====== Source ======
Be Your Own Dream Girl
My girl called me the other day, fresh off a date. The guy had a loooonggggg list of “dream girl”: Feminine, soft, long hair, works out, good cook — fully mapped out before the appetizers arrived.
For a second, she wondered if she measured up.
This conversation took me back to university, sitting around with friends, all of us half-consciously workshopping ourselves into whatever the boys described wanting. Funny but not too loud. Smart but not intimidating. Fair skin, long hair, loves kids, can cook. The list was always long and somehow always shifting.
Nothing wrong with having preferences. But, something clicked: why are we building ourselves around someone else’s vision?
Why can’t we be our own dream girl — for us, not for anyone’s list?
There’s a version of you that already lives in your head. She has it together. She moves with ease. She dresses right for herself, says what she means, picks the right people, and actually enjoys her life. We call her the dream girl. But at some point, you start handing her away. She becomes something to perform—a version of you shaped by attention, approval, the quiet fear of being found lacking. She becomes someone you chase instead of someone you are.
What if that was never the point? What if the dream girl wasn’t meant to be desired—but inhabited?
It starts with clarity. Not trend-driven, what-will-impress-people clarity…but the quieter kind. The kind that asks you: What actually feels good to me? How do I want to spend my mornings? What conversations do I want more of? Where do I feel most like myself? Strip it back until the answer is honest.
====== Dataset extract ======
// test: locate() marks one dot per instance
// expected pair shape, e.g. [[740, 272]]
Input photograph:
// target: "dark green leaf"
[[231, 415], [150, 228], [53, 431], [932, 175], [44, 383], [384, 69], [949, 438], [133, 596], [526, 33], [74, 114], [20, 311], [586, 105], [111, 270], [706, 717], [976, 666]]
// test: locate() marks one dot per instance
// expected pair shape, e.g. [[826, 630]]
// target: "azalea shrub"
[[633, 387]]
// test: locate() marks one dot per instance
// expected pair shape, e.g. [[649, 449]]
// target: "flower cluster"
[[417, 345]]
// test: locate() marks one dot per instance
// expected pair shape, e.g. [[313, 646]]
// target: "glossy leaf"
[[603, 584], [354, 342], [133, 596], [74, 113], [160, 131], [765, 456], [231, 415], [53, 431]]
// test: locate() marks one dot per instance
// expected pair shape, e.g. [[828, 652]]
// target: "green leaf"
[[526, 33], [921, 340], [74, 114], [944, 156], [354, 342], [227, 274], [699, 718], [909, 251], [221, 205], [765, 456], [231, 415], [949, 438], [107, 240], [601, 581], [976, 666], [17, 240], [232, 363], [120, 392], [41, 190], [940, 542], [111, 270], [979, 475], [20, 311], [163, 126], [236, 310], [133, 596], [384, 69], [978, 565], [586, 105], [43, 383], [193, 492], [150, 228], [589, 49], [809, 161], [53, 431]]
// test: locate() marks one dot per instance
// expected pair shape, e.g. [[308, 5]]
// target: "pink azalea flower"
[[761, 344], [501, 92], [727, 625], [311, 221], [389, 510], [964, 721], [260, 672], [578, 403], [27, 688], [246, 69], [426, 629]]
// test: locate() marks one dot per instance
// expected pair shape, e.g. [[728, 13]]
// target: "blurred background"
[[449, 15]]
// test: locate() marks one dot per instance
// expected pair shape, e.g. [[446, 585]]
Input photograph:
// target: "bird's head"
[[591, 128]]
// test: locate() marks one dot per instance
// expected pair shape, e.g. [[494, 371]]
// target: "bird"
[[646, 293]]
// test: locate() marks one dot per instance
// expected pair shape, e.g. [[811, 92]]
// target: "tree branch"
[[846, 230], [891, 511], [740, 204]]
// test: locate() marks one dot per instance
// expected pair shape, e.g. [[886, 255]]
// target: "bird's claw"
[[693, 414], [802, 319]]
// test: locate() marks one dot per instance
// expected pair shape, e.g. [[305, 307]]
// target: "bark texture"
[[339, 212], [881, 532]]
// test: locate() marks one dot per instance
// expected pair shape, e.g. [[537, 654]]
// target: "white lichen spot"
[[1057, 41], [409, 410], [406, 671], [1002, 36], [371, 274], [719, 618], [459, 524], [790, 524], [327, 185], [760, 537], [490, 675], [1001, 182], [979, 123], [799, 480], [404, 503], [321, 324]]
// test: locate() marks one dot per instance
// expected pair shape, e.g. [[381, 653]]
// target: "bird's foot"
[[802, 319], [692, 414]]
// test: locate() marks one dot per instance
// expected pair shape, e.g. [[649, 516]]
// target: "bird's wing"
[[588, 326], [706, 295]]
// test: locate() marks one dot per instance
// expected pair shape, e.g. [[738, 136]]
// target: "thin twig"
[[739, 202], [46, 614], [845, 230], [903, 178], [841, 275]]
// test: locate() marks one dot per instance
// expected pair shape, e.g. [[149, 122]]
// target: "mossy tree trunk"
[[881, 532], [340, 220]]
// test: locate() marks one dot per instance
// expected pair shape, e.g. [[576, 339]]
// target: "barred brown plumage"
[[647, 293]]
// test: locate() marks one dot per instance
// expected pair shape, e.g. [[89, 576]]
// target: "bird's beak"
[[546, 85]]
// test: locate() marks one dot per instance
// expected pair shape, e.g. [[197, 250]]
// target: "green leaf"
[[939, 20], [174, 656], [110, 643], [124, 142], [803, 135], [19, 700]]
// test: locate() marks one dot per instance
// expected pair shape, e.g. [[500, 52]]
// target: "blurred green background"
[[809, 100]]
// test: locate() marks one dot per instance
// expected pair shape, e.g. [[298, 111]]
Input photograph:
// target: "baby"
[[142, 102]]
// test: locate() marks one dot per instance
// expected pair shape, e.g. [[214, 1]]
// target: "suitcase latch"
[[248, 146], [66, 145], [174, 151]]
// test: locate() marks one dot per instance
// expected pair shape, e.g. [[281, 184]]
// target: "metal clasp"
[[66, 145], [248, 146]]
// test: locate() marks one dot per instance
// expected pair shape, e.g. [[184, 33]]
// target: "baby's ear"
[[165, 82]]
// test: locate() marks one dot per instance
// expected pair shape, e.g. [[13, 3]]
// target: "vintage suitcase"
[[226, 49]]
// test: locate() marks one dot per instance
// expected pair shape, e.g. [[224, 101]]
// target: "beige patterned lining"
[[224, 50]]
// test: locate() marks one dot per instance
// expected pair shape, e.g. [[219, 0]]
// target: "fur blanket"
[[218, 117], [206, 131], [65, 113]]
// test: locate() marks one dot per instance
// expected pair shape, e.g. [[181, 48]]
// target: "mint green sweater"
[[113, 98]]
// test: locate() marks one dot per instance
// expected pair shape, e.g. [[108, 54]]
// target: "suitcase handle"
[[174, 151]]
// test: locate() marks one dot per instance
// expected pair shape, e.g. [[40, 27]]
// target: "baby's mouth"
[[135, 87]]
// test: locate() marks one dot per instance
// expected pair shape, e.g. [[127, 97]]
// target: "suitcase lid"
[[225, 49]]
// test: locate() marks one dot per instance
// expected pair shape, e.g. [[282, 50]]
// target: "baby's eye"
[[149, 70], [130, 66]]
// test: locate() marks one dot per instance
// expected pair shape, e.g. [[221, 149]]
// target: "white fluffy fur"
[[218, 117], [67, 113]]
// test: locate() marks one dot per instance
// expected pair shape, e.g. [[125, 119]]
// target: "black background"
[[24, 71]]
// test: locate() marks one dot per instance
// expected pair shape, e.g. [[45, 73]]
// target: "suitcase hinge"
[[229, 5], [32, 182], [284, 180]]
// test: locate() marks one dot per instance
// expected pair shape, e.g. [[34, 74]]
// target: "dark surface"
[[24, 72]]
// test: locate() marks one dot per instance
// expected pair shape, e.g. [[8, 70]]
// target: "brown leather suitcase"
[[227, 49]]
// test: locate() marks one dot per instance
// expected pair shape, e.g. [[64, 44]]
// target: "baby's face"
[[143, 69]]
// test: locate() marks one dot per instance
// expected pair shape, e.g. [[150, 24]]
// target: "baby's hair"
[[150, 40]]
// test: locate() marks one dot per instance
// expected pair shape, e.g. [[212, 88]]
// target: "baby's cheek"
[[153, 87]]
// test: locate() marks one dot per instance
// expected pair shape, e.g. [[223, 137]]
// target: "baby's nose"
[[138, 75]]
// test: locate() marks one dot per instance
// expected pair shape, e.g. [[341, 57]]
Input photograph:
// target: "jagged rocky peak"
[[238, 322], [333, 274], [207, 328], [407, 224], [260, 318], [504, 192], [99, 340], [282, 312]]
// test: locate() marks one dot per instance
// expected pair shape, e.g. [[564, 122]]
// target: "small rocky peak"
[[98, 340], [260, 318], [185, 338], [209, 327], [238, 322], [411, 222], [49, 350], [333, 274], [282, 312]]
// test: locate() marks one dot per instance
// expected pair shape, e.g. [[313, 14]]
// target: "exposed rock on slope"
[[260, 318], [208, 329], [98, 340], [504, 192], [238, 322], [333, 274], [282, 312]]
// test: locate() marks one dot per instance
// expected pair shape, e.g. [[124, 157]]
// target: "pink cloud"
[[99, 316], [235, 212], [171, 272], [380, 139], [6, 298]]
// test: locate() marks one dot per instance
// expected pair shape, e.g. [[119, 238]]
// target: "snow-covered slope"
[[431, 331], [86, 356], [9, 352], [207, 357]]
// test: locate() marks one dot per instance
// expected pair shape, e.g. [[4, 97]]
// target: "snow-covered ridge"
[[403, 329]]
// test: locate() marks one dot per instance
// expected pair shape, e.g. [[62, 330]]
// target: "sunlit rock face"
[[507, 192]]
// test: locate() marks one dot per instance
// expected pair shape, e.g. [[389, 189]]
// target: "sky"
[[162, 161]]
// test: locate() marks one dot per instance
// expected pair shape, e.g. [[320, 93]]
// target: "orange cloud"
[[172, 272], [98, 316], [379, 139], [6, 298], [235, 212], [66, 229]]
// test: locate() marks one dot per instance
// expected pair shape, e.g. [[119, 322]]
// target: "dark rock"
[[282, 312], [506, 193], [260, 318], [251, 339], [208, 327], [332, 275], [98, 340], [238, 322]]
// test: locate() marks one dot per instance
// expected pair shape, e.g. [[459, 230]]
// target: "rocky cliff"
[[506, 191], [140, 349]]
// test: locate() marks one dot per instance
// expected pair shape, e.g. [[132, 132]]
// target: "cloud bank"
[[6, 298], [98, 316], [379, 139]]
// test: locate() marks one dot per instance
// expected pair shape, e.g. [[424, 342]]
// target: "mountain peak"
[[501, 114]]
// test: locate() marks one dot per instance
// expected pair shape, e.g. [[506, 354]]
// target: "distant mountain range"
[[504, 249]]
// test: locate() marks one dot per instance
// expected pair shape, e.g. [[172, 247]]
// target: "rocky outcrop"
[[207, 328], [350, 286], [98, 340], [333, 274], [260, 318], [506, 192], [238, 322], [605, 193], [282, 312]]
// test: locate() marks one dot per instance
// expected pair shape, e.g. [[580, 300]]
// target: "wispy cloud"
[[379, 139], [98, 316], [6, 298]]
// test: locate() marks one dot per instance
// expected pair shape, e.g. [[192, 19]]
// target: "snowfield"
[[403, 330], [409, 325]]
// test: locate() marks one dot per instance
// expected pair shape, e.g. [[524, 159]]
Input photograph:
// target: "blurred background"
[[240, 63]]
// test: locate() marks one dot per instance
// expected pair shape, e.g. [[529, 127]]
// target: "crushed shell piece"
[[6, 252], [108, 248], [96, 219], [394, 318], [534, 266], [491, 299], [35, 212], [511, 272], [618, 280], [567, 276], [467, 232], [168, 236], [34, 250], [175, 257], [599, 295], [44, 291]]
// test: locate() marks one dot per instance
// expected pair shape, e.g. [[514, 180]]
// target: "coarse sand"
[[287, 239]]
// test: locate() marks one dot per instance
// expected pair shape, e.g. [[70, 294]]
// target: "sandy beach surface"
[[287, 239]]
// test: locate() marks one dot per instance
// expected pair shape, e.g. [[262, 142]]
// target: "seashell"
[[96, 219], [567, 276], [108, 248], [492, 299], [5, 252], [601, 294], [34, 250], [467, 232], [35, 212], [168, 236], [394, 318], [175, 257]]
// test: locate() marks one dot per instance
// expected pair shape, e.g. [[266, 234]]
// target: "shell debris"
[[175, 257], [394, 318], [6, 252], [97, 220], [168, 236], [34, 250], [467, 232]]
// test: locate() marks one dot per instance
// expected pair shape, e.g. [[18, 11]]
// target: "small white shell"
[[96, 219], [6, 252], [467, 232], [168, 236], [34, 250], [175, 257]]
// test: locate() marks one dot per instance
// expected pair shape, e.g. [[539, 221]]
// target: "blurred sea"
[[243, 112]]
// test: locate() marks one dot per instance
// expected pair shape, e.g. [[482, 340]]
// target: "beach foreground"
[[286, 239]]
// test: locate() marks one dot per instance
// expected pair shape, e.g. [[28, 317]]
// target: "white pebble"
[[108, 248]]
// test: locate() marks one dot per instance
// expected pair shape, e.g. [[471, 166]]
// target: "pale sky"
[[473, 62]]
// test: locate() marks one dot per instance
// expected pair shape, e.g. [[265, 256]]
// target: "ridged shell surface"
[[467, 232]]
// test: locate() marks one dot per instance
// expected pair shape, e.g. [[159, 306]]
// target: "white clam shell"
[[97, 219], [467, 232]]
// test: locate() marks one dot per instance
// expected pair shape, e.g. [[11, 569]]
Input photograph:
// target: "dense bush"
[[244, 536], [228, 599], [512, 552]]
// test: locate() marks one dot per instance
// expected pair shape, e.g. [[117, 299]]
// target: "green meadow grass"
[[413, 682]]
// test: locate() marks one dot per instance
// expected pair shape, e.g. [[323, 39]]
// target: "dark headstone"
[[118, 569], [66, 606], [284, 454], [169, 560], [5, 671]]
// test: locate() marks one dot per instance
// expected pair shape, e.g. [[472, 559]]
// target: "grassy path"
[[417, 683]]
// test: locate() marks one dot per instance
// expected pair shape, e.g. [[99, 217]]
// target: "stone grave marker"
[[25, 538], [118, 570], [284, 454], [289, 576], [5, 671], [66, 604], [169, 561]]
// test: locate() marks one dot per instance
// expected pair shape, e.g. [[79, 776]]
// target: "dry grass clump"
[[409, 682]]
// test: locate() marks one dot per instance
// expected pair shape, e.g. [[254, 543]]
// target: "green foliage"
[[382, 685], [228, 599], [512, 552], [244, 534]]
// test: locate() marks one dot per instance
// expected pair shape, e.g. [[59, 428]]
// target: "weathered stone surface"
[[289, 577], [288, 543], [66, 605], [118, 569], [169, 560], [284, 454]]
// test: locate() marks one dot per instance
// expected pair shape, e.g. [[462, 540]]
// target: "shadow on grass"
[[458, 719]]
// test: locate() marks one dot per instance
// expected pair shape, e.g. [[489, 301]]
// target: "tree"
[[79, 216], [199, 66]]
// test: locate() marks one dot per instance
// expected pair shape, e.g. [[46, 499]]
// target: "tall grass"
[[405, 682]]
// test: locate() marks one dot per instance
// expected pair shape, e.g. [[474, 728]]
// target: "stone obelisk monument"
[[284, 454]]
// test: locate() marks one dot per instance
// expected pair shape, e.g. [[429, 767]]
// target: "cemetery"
======
Instructions:
1/ According to the dream girl essay, what does it start with?
2/ Update the records from their first line through the line that contains "415], [53, 431]]", replacing "target" with "label" and leaving everything else unchanged.
The essay and the records come from unrelated sources.

Answer set:
1/ Clarity.

2/
// test: locate() marks one dot per instance
// expected pair shape, e.g. [[740, 272]]
Input photograph:
// label: "dark green leaf"
[[231, 415], [150, 228], [53, 431], [932, 175], [44, 383], [384, 69], [949, 438], [133, 596], [526, 33], [74, 114], [20, 311], [586, 105], [111, 270], [706, 717], [976, 666]]
// test: locate() marks one dot per instance
// expected pair shape, e.g. [[826, 630]]
// label: "azalea shrub"
[[633, 387]]
// test: locate() marks one dot per instance
// expected pair shape, e.g. [[649, 449]]
// label: "flower cluster"
[[417, 345]]
// test: locate() marks one dot per instance
// expected pair shape, e.g. [[313, 646]]
// label: "glossy leaf"
[[603, 584], [354, 342], [133, 596], [74, 113], [160, 131], [765, 456], [231, 415], [53, 431]]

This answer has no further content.